» EXERCISE REQUIREMENTS
The data below has to be returned exactly, down to the last character.

» Stored dataset items

⟨

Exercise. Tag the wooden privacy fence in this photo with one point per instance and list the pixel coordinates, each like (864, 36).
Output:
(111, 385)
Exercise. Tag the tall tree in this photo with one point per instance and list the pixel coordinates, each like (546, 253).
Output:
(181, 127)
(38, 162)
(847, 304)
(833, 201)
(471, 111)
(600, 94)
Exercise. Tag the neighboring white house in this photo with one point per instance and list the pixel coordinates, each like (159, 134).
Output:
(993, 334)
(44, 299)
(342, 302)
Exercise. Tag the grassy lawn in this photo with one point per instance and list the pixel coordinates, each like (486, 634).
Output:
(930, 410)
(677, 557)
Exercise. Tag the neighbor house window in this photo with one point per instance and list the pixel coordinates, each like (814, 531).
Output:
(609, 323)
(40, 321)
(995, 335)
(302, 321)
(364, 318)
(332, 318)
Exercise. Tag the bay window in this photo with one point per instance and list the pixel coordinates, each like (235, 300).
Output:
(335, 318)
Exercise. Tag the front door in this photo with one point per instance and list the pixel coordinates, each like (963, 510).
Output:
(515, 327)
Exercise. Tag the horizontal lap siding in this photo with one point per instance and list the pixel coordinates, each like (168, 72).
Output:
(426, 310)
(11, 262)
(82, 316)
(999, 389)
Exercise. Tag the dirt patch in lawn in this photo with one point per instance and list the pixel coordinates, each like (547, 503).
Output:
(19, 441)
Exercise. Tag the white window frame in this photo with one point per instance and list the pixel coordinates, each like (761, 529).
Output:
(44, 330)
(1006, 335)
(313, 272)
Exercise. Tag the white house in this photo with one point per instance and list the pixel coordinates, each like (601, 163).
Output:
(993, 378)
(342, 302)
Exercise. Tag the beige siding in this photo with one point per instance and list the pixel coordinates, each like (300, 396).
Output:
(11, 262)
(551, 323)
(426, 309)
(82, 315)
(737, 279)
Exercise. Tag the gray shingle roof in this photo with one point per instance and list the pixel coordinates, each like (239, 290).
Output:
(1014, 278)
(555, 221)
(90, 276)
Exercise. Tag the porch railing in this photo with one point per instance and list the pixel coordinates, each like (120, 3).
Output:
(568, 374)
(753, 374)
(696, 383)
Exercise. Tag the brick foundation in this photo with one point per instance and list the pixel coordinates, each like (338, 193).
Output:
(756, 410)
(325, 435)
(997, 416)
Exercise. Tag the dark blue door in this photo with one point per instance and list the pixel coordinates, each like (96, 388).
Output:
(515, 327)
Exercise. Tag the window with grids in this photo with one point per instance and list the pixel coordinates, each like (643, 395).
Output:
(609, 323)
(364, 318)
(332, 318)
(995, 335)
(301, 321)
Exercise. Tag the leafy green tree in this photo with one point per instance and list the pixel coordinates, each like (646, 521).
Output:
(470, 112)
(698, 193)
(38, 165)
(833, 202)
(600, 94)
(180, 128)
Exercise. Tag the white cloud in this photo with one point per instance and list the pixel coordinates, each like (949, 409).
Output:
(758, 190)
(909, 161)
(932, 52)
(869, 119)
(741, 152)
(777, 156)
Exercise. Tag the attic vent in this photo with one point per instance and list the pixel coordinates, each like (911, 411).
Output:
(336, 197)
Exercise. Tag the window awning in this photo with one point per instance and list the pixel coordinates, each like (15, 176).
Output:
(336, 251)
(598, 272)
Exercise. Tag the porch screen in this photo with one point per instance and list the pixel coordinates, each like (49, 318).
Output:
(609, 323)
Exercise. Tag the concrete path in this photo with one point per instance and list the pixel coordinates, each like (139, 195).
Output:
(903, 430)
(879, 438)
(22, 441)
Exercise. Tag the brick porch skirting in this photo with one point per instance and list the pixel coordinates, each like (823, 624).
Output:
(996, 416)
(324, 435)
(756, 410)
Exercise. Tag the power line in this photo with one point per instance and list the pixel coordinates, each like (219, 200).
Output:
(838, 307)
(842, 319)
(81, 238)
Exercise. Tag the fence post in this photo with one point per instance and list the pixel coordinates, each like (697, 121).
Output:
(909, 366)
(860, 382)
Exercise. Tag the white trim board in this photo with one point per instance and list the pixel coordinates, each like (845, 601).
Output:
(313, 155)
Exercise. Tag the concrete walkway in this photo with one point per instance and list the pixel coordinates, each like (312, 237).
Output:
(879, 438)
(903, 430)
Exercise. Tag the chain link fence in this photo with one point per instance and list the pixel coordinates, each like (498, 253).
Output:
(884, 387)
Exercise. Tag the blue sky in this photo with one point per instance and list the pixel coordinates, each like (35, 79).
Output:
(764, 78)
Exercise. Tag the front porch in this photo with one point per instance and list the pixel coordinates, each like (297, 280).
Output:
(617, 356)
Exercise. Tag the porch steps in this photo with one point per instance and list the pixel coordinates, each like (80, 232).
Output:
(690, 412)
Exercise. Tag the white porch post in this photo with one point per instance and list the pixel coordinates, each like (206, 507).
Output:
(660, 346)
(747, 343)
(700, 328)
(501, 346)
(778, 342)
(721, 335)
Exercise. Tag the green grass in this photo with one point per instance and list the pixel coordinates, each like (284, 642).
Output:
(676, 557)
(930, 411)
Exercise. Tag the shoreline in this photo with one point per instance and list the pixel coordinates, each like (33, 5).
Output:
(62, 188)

⟩

» WORKED SOLUTION
Exercise. Tag the wooden privacy fence in this photo with one point per instance and list the pixel coordinates, each like (864, 36).
Output:
(111, 385)
Exercise. Tag the tall tree in this photo with one point per instance and list the pixel coordinates, each like (546, 253).
Output:
(181, 127)
(38, 162)
(847, 304)
(833, 201)
(471, 111)
(600, 94)
Exercise. Tag the neighboring white house in this photo with one point per instance and list the pixel coordinates, each like (159, 134).
Output:
(993, 334)
(44, 299)
(342, 302)
Exercise. Tag the grassy lawn in this photo with one point per instance and list the pixel coordinates, each like (486, 634).
Output:
(930, 410)
(677, 557)
Exercise. Tag the neighbor house window in this photo with one point per instance and list the pixel coordinates, each like (814, 531).
Output:
(609, 323)
(40, 321)
(995, 335)
(302, 321)
(364, 318)
(332, 318)
Exercise. Tag the bay window in this photo with one point per instance and list the pixel coordinates, each like (235, 300).
Output:
(335, 318)
Exercise. Tag the front door in this photo with one point per instance and list the pixel coordinates, each like (963, 510).
Output:
(515, 327)
Exercise. Tag the horizontal lap siding in this photo with one point per instance and list the pixel coordinates, each like (168, 72).
Output:
(426, 310)
(11, 262)
(82, 316)
(999, 389)
Exercise. Tag the dirt patch in lawn in this photo with one point per instance and list the pixel coordinates, each like (547, 503).
Output:
(19, 441)
Exercise. Tag the white window frame in this photo with one point per instance and list the pixel coordinates, each like (761, 529).
Output:
(44, 330)
(1006, 335)
(313, 272)
Exercise. Tag the white house in this photo with one point per instance and list the pixel coordinates, each like (601, 163).
Output:
(993, 378)
(342, 302)
Exercise. Tag the beige siding in this photo with one point per instance and list the pixel coordinates, each like (300, 396).
Output:
(11, 262)
(551, 323)
(426, 309)
(82, 315)
(737, 279)
Exercise. Tag the gray shingle roof in this photo with one point per instance and list the pixel coordinates, each like (239, 290).
Output:
(1014, 278)
(555, 221)
(90, 276)
Exercise. Tag the porch railing in this photo with one point per instance and list the pixel coordinates, each like (120, 3).
Output:
(568, 374)
(753, 374)
(696, 383)
Exercise. Tag the brick foundation in this photo with one point per instance and list the pixel coordinates, each like (338, 193).
Output:
(756, 410)
(325, 435)
(997, 416)
Exercise. Tag the dark blue door in this photo with one point per instance and list the pixel coordinates, each like (96, 388).
Output:
(515, 327)
Exercise. Tag the window with grids in this photo with one point per instance and list the pixel coordinates, each like (643, 395).
Output:
(609, 323)
(364, 318)
(332, 318)
(995, 335)
(301, 321)
Exercise. Tag the leafy green tree in this photo with one point per instance and list the pixel coordinates, each like (646, 521).
Output:
(470, 112)
(698, 193)
(38, 165)
(833, 202)
(600, 94)
(180, 128)
Exercise. Tag the white cloud in this photo with one point per instance and list the pixel coordinates, each like (949, 409).
Output:
(758, 190)
(909, 161)
(932, 52)
(869, 119)
(741, 152)
(777, 156)
Exercise. Tag the attic vent in this photo with one point per instance and list the pixel coordinates, each like (911, 411).
Output:
(336, 197)
Exercise. Tag the window awning in this photo with one point per instance and list the pixel coordinates, each like (15, 176).
Output:
(336, 251)
(598, 272)
Exercise. Tag the porch screen in this photo with one point per instance and list the pixel coordinates, each like (49, 318).
Output:
(609, 323)
Exercise. Tag the concrete path in this photo with one point per instance and list the pixel coordinates, each like (139, 195).
Output:
(903, 430)
(879, 438)
(22, 441)
Exercise. Tag the brick porch skirting in this photo with one point per instance and list the pixel coordinates, each like (823, 624).
Output:
(996, 416)
(324, 435)
(756, 410)
Exercise. Tag the power line in this photo with one point per instance and list the pixel coordinates, each like (219, 200).
Output:
(838, 307)
(842, 319)
(81, 238)
Exercise. Tag the fence post in this photo with one point per instance and list the pixel coordinates, each like (697, 121).
Output:
(909, 366)
(860, 382)
Exercise. Tag the white trim board in this photo with one point per instance and list the pixel coordinates, each like (845, 601).
Output:
(313, 155)
Exercise. Tag the concrete walkway in this photo with one point per instance and list the pixel coordinates, each like (312, 237).
Output:
(879, 438)
(903, 430)
Exercise. Tag the chain link fence in this photo with one point per instance and list the pixel coordinates, each like (498, 253).
Output:
(884, 387)
Exercise. Tag the blue sky in this photo with one point per instance and list the pixel coordinates, each like (35, 79).
Output:
(764, 78)
Exercise. Tag the front porch in this photo with one point per instance and list the pixel coordinates, each like (297, 280).
Output:
(617, 356)
Exercise. Tag the porch steps in this photo with one point per instance and list the pixel coordinates, each like (80, 232).
Output:
(690, 412)
Exercise. Tag the white porch post in this photo with one point per instance and list the pixel coordinates, each like (206, 507).
Output:
(660, 346)
(747, 343)
(700, 328)
(501, 346)
(778, 342)
(721, 335)
Exercise. Tag the green grass in this photo with one point per instance and list the pixel coordinates, each like (284, 642).
Output:
(676, 557)
(930, 411)
Exercise. Tag the shoreline in this photo with one point per instance and list the pixel coordinates, each like (33, 5).
Output:
(62, 188)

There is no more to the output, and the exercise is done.